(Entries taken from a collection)

- - - -

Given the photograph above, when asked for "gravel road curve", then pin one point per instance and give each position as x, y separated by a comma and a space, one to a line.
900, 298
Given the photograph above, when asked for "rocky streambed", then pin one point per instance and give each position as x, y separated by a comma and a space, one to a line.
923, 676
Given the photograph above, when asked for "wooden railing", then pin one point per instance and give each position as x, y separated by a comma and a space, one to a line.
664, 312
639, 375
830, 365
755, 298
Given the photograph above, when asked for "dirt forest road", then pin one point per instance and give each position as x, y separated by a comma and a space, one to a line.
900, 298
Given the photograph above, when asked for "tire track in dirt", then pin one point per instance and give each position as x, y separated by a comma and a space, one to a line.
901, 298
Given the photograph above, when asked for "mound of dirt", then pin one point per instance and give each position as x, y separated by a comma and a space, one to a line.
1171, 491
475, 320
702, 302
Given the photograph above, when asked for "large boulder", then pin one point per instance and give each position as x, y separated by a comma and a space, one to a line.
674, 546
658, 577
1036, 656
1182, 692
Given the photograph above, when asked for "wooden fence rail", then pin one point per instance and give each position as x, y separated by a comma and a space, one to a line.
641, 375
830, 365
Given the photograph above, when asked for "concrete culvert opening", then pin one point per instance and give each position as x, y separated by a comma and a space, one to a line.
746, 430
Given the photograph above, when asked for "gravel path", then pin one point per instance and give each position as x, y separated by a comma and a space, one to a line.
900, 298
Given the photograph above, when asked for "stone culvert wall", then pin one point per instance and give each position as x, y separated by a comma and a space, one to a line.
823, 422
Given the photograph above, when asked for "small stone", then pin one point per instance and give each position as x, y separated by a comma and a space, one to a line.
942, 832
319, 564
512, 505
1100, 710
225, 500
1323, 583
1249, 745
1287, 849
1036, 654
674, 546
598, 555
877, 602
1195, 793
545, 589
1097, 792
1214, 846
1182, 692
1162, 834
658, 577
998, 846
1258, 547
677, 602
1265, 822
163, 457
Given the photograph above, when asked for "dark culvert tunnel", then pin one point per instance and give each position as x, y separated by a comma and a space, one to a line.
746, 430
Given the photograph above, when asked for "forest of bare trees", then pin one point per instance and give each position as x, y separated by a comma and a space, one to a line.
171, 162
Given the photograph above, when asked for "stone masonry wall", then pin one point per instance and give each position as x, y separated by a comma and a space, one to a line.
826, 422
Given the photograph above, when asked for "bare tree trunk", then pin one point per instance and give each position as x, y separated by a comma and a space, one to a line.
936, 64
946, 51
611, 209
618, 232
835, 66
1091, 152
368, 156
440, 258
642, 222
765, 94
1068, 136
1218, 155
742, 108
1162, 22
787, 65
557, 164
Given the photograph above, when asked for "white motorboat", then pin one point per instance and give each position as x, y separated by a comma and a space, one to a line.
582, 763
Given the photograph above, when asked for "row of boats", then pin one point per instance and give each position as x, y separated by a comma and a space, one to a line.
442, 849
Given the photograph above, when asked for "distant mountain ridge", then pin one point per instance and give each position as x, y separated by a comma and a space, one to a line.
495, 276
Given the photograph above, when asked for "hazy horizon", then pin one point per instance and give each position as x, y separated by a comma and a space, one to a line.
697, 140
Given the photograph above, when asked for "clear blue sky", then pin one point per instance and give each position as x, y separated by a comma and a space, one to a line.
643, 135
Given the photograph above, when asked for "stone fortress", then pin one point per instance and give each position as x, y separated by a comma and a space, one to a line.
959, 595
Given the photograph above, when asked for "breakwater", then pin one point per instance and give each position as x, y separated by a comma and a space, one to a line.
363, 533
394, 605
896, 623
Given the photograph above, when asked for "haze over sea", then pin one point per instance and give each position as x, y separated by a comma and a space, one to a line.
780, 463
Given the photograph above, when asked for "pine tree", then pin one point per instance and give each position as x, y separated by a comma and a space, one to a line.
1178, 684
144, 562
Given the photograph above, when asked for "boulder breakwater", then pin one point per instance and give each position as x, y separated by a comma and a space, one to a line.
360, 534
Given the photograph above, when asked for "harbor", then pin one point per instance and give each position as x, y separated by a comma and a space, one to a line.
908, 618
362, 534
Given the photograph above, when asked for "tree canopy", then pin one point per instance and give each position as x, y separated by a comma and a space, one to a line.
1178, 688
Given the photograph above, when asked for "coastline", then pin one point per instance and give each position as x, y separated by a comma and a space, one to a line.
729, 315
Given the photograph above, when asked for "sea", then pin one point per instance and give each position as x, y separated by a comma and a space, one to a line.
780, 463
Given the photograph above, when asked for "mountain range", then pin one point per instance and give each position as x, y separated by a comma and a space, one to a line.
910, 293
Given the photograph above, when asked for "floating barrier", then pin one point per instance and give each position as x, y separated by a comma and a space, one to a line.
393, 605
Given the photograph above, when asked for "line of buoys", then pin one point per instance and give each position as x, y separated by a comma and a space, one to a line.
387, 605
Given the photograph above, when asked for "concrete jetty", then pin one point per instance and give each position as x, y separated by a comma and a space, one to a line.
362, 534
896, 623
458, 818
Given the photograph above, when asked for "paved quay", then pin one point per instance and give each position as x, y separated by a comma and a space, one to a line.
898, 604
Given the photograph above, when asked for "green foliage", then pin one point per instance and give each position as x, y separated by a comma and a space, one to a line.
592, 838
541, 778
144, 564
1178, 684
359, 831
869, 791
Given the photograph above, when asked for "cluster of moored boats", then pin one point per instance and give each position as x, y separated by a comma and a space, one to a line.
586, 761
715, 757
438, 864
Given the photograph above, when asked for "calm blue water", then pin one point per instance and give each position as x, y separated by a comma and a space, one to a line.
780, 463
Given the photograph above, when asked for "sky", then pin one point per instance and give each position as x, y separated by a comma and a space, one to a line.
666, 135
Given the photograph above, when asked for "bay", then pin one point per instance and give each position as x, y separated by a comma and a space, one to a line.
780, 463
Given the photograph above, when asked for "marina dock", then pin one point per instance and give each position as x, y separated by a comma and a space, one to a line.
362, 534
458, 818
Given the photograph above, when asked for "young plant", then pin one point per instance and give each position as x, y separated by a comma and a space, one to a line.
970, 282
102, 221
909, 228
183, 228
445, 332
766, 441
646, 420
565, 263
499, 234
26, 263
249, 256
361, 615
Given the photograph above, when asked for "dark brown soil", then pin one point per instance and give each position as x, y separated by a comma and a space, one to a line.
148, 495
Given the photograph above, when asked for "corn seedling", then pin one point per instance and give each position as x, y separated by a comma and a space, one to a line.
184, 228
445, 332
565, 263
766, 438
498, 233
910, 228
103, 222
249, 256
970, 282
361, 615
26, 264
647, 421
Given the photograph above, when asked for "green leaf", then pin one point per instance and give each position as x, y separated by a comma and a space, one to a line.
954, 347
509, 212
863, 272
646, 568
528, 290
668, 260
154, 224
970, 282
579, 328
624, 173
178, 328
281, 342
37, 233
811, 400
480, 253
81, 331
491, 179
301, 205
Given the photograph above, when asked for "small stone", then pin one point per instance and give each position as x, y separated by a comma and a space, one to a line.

- - - -

Your answer must be the full set of entries, copied exactly.

**Written response**
Given the photograph above, when asked for "gravel road curve", then pin one point per instance and give each position as x, y separated by a comma and a space, one to a line.
900, 298
Given the photograph above, when asked for "rocky streambed", then pin one point per instance and give each position as x, y separated by a comma and a space, one to a line.
923, 676
Given the photograph above, when asked for "wooden railing", then pin one point per instance and give each position as x, y separated by a comma and a space, one to a line.
664, 312
639, 375
830, 365
755, 298
Given the photograph above, when asked for "dirt forest road", then pin one point per instance and give each position as x, y separated by a comma and a space, one to a line.
900, 298
Given the photograph above, when asked for "tire track in dirt", then pin one point per instance and give each position as x, y separated by a comma and a space, one to a line.
901, 298
Given the photograph above, when asked for "mound of dirt", then pin one point per instance and give each position as x, y separated by a comma and a space, one to a line.
1171, 491
475, 320
702, 302
Given the photograph above, when asked for "large boulder", then pin one point per instance and give each position as x, y separated by a comma and a space, one to a line.
674, 546
658, 577
1036, 656
1182, 692
Given the photograph above, when asked for "wooden fence rail", then pin one point per instance and give each position as x, y separated by a comma and a space, one to a line.
641, 375
830, 365
Given the photograph above, when asked for "concrete culvert opening", then pin one point per instance and give each position as x, y separated by a comma and a space, one to a line.
746, 430
Given the photograph above, when asked for "gravel path", then pin one point per instance and give each position as x, y separated by a comma and a space, one to a line.
900, 298
Given the photograph above, when asked for "stone culvert wall", then pin one point per instance and give each position as x, y separated by a comma and a space, one to a line.
823, 422
Given the photograph above, when asked for "small stone", then pin one point per instance and give each position as x, y separated by a comma and a space, one to a line.
942, 832
319, 564
512, 505
1100, 710
225, 500
1323, 583
1249, 745
1287, 849
1036, 654
674, 546
598, 555
877, 602
1195, 793
545, 589
1097, 792
1214, 846
1182, 692
1162, 834
658, 577
998, 846
1258, 547
677, 602
1265, 822
163, 457
Given the photograph above, when asked for "dark culvert tunnel", then pin one point per instance and give each position as x, y separated by a comma and a space, one to a line.
746, 430
Given the photograph above, when asked for "forest of bare trees", then pin one point per instance and give each position as x, y separated by a comma and a space, one to a line.
171, 162
Given the photograph above, when asked for "stone masonry wall", then pin one point per instance and give each position as x, y separated by a comma and a space, one to a line.
826, 422
Given the photograph above, when asked for "bare tree trunk", then pin one point per instance and give each position as x, y separated by a comma and a space, one to a line.
936, 64
946, 51
611, 209
618, 232
835, 66
1091, 152
368, 156
440, 258
642, 222
765, 94
1068, 136
1218, 155
742, 108
1162, 22
787, 65
557, 164
Given the photograph above, when asked for "white motorboat", then pin one point per instance and give each position as x, y separated by a comma and a space, one to a line.
582, 763
Given the photograph above, when asked for "row of boats", then pin one point per instance and give each position as x, y separated by a comma and a space, one to a line.
442, 849
Given the photograph above, when asked for "distant mountain ridge", then pin one point per instance and give each position as x, y separated by a comma and a space, one to a line.
495, 276
Given the photograph above, when asked for "hazy horizon", then pin one point per instance and give each position as x, y separated by a comma and a space, one to a line.
697, 140
Given the photograph above, when asked for "clear blue sky", then pin one point per instance and give each position as x, y separated by a comma and a space, one to a line.
643, 135
Given the photograph above, when asked for "stone fortress", then pin one point per instance and give each position as x, y separated by a comma and a space, one to a line.
959, 595
Given the photograph above, when asked for "breakwater", then pin one point per instance and give each position as x, y separated by a comma and a space, one to a line.
363, 533
394, 605
896, 623
Given the photograph above, when asked for "haze over sea", then pin one point per instance and give each position as x, y separated by a comma and a space, one to a line.
780, 463
Given the photograph above, when asked for "pine tree", then pin one point per instance and give each position as x, y separated by a comma and a space, one to a line.
1178, 684
144, 562
Given the photograph above, when asked for "boulder breakwater", then pin one point per instance and give each position as x, y separated by a comma and a space, one to a line.
360, 534
Given the photograph above, when asked for "harbor", then pin one point per instance and give each position as x, y separated by a comma and a space, one to a line.
908, 618
362, 534
Given the photograph above, when asked for "tree canopy", then pin one point per instance and give each position as x, y separated by a comma and a space, one to a line.
1178, 688
Given the photograph above, when asked for "coastline", then pin one point per instance and give each position as x, y separated by a comma and a space, one to a line.
729, 315
Given the photograph above, when asked for "sea", then pin one point per instance and give each position as x, y separated by a comma and a space, one to a line.
780, 463
Given the photograph above, when asked for "mountain range", then pin one point per instance and give each position as x, y separated by a comma and a space, one to a line.
910, 293
Given the photograph above, when asked for "floating barrier", then pin one point per instance and give each position as x, y separated by a comma and a space, one to a line.
393, 605
Given the photograph above, when asked for "line of buoys", then pin one point per instance and give each position as x, y separated by a comma and a space, one to a line.
387, 605
Given the photograph above, when asked for "concrete jetty", then pin one point per instance and give each position as x, y separated by a comma and a space, one to a line.
362, 534
896, 623
458, 818
Given the photograph above, when asked for "paved quay", then pin one point per instance and give each position as x, y separated by a comma and a space, one to a line.
898, 604
Given the photograph above, when asked for "green foliage", then pin one point per instance and give each position as x, y separated by a comma and a space, one to a line.
592, 838
541, 778
144, 564
1178, 684
359, 831
869, 791
Given the photograph above, when asked for "cluster of moored boats", then pin one point per instance and give each position as x, y separated by a comma and a space, one to a line.
586, 761
715, 757
438, 864
Given the photograph above, when asked for "calm blue water", then pin one point per instance and give each position as x, y separated by a comma and a space, one to a line.
780, 463
Given the photograph above, when asked for "sky", then pin one point per instance and give each position as x, y separated by a comma and a space, one to a line.
666, 135
Given the photograph above, when asked for "bay", then pin one point per instance and give each position as x, y separated by a comma and a space, one to a line.
780, 463
Given the photograph above, when asked for "marina dock", then pin one point per instance and give each position as x, y separated by a comma and a space, one to a line.
362, 534
458, 818
Given the photograph above, when asked for "young plant", then pin one point per instance and give each position as x, y separated by a comma and a space, one to a line.
970, 282
102, 221
909, 228
183, 228
445, 332
766, 441
646, 420
565, 263
499, 234
26, 263
249, 256
361, 615
Given the photograph above, when asked for "dark brown soil", then pin one point per instance and give each position as x, y separated by a comma and a space, one to a line.
148, 495
Given the photograph above, when asked for "corn seedling", then pin one point per instance and give each position as x, y separated by a comma and a space, one to a line.
184, 228
445, 332
565, 263
766, 438
498, 233
910, 228
103, 222
249, 256
970, 282
361, 615
26, 264
647, 421
Given the photograph above, when asked for "green leaf", then pin one point per instance and give each position as x, y separated by a comma and a space, one to a line.
954, 347
509, 212
863, 272
646, 568
528, 290
668, 260
154, 224
970, 282
579, 328
624, 173
178, 328
281, 342
37, 233
811, 400
480, 253
81, 331
491, 179
301, 205
Given the photograph above, when asked for "small stone", then pin one point per instance and give each position as x, y separated by a comma and a space, one to a line.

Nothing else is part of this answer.